[AIM OF THE TASK]
From the entries, copy every line that carries the string "instance".
..........
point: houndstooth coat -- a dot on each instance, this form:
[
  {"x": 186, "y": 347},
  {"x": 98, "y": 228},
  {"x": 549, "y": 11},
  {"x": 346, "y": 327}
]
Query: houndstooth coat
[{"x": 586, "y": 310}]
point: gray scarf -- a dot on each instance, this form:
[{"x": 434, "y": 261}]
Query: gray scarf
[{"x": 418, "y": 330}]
..........
[RESPONSE BOX]
point: houndstooth coat -- a dot on each instance, this form:
point: gray scarf -- a dot on each instance, this form:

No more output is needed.